THE RECORDS ->
——

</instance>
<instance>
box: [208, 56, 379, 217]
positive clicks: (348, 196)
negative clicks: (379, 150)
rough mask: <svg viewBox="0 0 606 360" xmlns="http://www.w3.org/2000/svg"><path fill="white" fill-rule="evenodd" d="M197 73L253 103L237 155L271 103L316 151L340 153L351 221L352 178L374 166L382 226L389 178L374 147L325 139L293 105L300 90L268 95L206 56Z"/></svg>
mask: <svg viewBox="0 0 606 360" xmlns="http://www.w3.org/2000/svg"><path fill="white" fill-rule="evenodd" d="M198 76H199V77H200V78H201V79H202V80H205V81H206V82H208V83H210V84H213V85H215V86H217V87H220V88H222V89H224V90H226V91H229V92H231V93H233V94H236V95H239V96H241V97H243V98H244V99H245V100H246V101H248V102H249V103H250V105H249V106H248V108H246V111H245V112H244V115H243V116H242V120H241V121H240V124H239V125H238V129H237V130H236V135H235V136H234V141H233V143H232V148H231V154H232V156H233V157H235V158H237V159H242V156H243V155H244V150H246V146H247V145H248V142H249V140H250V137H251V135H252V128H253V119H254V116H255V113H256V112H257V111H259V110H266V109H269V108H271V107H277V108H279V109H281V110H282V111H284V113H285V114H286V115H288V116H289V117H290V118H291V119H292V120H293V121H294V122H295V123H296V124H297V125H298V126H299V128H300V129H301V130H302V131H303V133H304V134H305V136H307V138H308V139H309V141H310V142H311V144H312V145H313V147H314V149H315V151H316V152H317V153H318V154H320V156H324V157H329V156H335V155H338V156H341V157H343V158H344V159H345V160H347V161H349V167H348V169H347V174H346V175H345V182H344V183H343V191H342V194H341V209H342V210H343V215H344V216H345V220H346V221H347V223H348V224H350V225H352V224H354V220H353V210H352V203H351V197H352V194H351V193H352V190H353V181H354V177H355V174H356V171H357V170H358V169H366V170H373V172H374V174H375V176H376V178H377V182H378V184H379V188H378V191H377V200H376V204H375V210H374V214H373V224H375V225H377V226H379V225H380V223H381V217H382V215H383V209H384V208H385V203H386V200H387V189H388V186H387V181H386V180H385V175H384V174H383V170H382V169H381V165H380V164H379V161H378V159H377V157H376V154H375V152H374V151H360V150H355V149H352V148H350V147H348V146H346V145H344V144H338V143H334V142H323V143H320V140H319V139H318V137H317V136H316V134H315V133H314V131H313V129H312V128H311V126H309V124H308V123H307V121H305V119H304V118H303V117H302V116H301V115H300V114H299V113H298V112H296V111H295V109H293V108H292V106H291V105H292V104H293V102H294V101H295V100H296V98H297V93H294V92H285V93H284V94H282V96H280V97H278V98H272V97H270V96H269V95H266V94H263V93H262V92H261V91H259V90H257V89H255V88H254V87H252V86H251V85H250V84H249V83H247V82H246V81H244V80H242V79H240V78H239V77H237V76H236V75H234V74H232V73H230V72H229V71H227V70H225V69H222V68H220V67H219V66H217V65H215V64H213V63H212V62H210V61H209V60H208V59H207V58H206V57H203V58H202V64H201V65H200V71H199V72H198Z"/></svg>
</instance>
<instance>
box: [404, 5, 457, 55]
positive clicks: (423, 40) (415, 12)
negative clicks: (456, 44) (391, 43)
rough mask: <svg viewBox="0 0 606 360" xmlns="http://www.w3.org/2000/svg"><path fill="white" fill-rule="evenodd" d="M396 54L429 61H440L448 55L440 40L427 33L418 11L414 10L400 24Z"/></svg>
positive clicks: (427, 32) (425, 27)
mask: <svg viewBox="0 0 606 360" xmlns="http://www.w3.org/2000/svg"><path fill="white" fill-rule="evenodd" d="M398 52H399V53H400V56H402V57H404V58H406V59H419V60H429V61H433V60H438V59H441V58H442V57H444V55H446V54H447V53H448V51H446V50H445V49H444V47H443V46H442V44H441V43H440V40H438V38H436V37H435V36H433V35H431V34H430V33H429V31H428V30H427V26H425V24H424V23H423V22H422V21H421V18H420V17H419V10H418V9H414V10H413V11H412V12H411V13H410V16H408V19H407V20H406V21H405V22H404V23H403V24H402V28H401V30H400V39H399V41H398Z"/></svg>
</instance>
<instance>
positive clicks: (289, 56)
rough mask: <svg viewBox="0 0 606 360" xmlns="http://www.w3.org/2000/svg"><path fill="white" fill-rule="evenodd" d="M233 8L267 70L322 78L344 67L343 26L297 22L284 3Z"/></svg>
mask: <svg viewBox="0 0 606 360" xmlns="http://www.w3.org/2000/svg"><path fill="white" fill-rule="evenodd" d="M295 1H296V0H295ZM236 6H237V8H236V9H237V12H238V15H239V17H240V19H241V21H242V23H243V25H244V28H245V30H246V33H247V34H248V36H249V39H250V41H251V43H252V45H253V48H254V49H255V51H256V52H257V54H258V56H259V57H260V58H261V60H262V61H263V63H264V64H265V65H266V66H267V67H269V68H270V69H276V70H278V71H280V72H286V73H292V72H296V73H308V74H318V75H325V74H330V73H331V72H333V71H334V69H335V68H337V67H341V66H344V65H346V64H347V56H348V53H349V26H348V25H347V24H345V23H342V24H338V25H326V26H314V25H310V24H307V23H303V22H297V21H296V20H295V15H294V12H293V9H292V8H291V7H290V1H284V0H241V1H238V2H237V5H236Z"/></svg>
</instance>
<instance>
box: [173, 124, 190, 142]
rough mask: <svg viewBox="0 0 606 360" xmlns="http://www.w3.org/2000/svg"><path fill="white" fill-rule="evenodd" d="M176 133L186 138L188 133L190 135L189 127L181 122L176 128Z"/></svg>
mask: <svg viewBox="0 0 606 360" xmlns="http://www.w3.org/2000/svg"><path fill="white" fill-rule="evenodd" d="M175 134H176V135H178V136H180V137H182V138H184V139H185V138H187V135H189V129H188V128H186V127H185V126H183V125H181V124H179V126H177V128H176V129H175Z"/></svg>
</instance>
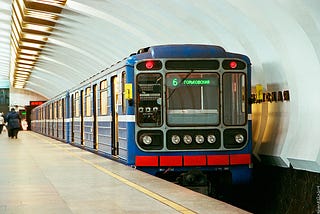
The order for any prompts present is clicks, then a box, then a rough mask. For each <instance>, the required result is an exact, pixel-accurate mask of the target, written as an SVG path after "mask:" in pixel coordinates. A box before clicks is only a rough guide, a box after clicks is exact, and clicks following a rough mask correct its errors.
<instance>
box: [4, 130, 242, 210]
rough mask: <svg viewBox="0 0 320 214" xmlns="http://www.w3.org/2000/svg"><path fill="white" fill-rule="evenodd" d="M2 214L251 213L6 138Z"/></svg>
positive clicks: (26, 132)
mask: <svg viewBox="0 0 320 214" xmlns="http://www.w3.org/2000/svg"><path fill="white" fill-rule="evenodd" d="M0 213H1V214H3V213H5V214H7V213H10V214H12V213H13V214H15V213H18V214H20V213H23V214H26V213H32V214H37V213H41V214H42V213H45V214H51V213H59V214H65V213H85V214H88V213H95V214H96V213H113V214H116V213H248V212H246V211H243V210H241V209H239V208H236V207H234V206H231V205H229V204H226V203H224V202H221V201H218V200H216V199H213V198H210V197H208V196H205V195H202V194H200V193H197V192H194V191H192V190H189V189H186V188H184V187H181V186H178V185H176V184H173V183H170V182H168V181H165V180H162V179H160V178H157V177H154V176H151V175H149V174H146V173H144V172H141V171H139V170H137V169H134V168H131V167H129V166H125V165H123V164H121V163H117V162H115V161H112V160H109V159H107V158H105V157H101V156H99V155H96V154H94V153H91V152H88V151H85V150H82V149H80V148H78V147H74V146H72V145H69V144H66V143H62V142H60V141H57V140H54V139H51V138H48V137H45V136H42V135H39V134H37V133H34V132H32V131H20V132H19V136H18V139H11V138H8V136H7V133H2V134H1V135H0Z"/></svg>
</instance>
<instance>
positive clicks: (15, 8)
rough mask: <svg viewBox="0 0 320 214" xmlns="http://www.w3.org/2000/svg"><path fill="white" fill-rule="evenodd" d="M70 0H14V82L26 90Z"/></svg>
mask: <svg viewBox="0 0 320 214" xmlns="http://www.w3.org/2000/svg"><path fill="white" fill-rule="evenodd" d="M66 1H67V0H13V3H12V22H11V71H10V74H11V81H12V86H13V87H15V88H24V86H25V83H26V81H27V80H28V79H29V77H30V75H31V73H32V70H33V68H34V66H35V65H36V63H37V60H38V58H39V55H40V54H41V51H42V49H43V48H44V47H45V45H46V43H47V40H48V37H49V36H50V35H51V33H52V31H53V29H54V27H55V25H56V22H57V20H58V19H59V15H60V13H61V11H62V8H63V7H64V5H65V4H66Z"/></svg>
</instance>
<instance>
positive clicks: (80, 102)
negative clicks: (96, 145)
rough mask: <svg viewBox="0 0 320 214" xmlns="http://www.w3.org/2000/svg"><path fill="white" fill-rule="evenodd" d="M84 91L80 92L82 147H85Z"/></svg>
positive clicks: (81, 142) (80, 128)
mask: <svg viewBox="0 0 320 214" xmlns="http://www.w3.org/2000/svg"><path fill="white" fill-rule="evenodd" d="M84 93H85V91H84V90H81V92H80V105H81V106H80V138H81V140H80V141H81V145H84Z"/></svg>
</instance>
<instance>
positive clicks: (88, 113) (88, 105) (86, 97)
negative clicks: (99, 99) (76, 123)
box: [85, 87, 91, 116]
mask: <svg viewBox="0 0 320 214" xmlns="http://www.w3.org/2000/svg"><path fill="white" fill-rule="evenodd" d="M85 100H86V116H91V88H90V87H88V88H86V92H85Z"/></svg>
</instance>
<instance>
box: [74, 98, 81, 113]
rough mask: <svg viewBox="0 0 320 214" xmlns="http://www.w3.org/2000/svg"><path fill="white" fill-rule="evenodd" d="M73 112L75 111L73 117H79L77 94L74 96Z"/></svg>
mask: <svg viewBox="0 0 320 214" xmlns="http://www.w3.org/2000/svg"><path fill="white" fill-rule="evenodd" d="M74 97H75V98H74V100H75V102H74V105H75V106H74V111H75V114H74V115H75V117H79V116H80V108H79V105H80V96H79V92H76V93H75V95H74Z"/></svg>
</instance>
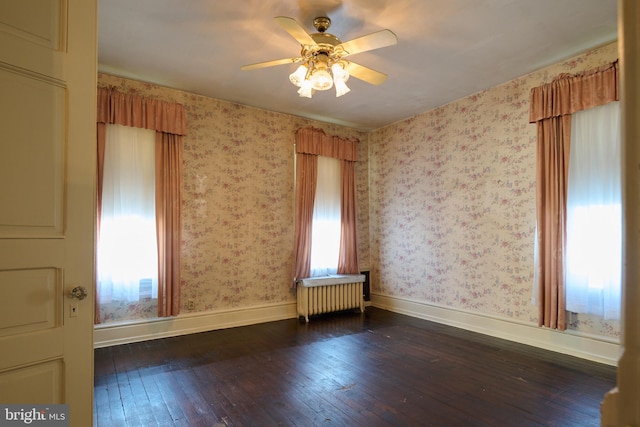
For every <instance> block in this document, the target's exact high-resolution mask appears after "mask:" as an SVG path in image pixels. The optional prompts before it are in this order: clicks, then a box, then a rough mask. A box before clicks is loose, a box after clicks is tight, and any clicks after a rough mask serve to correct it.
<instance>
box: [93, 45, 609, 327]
mask: <svg viewBox="0 0 640 427" xmlns="http://www.w3.org/2000/svg"><path fill="white" fill-rule="evenodd" d="M616 58H617V45H616V44H611V45H608V46H604V47H602V48H599V49H595V50H593V51H590V52H587V53H585V54H582V55H579V56H577V57H575V58H572V59H570V60H567V61H563V62H561V63H558V64H555V65H553V66H550V67H547V68H544V69H541V70H538V71H536V72H533V73H531V74H528V75H526V76H522V77H520V78H517V79H514V80H512V81H509V82H506V83H504V84H502V85H499V86H496V87H492V88H488V89H486V90H484V91H482V92H479V93H476V94H473V95H471V96H468V97H466V98H463V99H460V100H458V101H455V102H453V103H450V104H448V105H444V106H442V107H440V108H436V109H433V110H430V111H427V112H425V113H423V114H420V115H418V116H415V117H411V118H408V119H406V120H404V121H401V122H398V123H395V124H392V125H390V126H387V127H384V128H381V129H378V130H375V131H372V132H363V131H358V130H354V129H350V128H345V127H342V126H338V125H333V124H327V123H320V122H315V121H311V120H307V119H303V118H300V117H295V116H290V115H285V114H281V113H276V112H270V111H265V110H260V109H255V108H252V107H247V106H242V105H237V104H232V103H229V102H225V101H220V100H216V99H212V98H207V97H203V96H199V95H195V94H191V93H188V92H183V91H178V90H175V89H170V88H166V87H160V86H157V85H153V84H149V83H144V82H139V81H134V80H129V79H125V78H120V77H115V76H110V75H106V74H99V76H98V84H99V85H100V86H115V87H116V88H117V89H118V90H119V91H121V92H125V93H134V94H138V95H141V96H146V97H152V98H156V99H161V100H166V101H173V102H179V103H181V104H183V105H184V106H185V108H186V111H187V121H188V135H187V136H186V137H185V139H184V162H185V164H184V177H183V180H184V184H183V185H184V188H183V201H182V203H183V206H182V207H183V218H182V220H183V230H182V233H183V234H182V290H181V299H182V303H183V308H182V312H183V313H188V312H189V310H187V308H186V306H185V304H186V301H187V300H188V299H193V300H194V301H195V302H196V307H195V310H193V311H192V312H204V311H217V310H225V309H233V308H240V307H251V306H256V305H263V304H277V303H283V302H294V301H295V298H294V295H293V294H292V292H291V291H290V288H289V272H290V271H291V269H292V265H293V256H292V246H293V209H294V207H293V176H294V170H293V142H294V132H295V131H296V130H297V129H298V128H300V127H303V126H309V125H311V126H315V127H318V128H321V129H323V130H324V131H325V132H327V133H328V134H336V135H340V136H343V137H348V138H351V137H355V138H358V139H359V140H360V141H361V143H360V152H359V161H358V166H357V179H358V204H359V210H358V221H359V225H358V227H359V228H358V232H359V257H360V262H361V267H363V269H370V270H371V287H372V289H371V290H372V292H373V293H380V294H384V295H389V296H394V297H399V298H406V299H410V300H414V301H418V302H424V303H427V304H428V303H432V304H437V305H440V306H444V307H451V308H456V309H463V310H468V311H471V312H477V313H479V314H486V315H491V316H498V317H502V318H506V319H513V320H514V321H519V322H528V323H532V324H537V315H538V314H537V307H536V305H535V304H534V303H533V301H532V299H533V298H534V295H533V253H534V243H533V242H534V240H533V237H534V230H535V189H536V183H535V162H536V153H535V147H536V129H535V125H533V124H529V123H528V122H529V120H528V118H529V92H530V90H531V88H532V87H535V86H538V85H540V84H543V83H546V82H549V81H551V80H552V79H553V78H554V77H555V76H557V75H558V74H560V73H564V72H568V73H576V72H580V71H582V70H588V69H591V68H594V67H597V66H600V65H603V64H605V63H608V62H611V61H614V60H615V59H616ZM156 311H157V309H156V305H155V300H150V301H146V302H142V303H140V304H137V305H118V304H112V305H109V306H104V307H102V316H103V320H104V321H119V320H127V319H136V318H137V319H139V318H145V317H155V315H156ZM569 329H573V330H576V331H580V332H584V333H588V334H594V335H599V336H605V337H610V338H616V337H619V335H620V325H619V322H615V321H604V320H602V319H599V318H596V317H592V316H585V315H577V316H575V317H573V318H572V323H571V324H570V325H569Z"/></svg>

——

TASK DETAILS -> Start at the first line of the material. Reproduce every line exactly, ending with the line that holds "negative clicks: (379, 150)".

SOLUTION TO THIS PROBLEM ->
</instance>
<instance>
box: [208, 56, 379, 217]
positive clicks: (348, 196)
negative clicks: (379, 150)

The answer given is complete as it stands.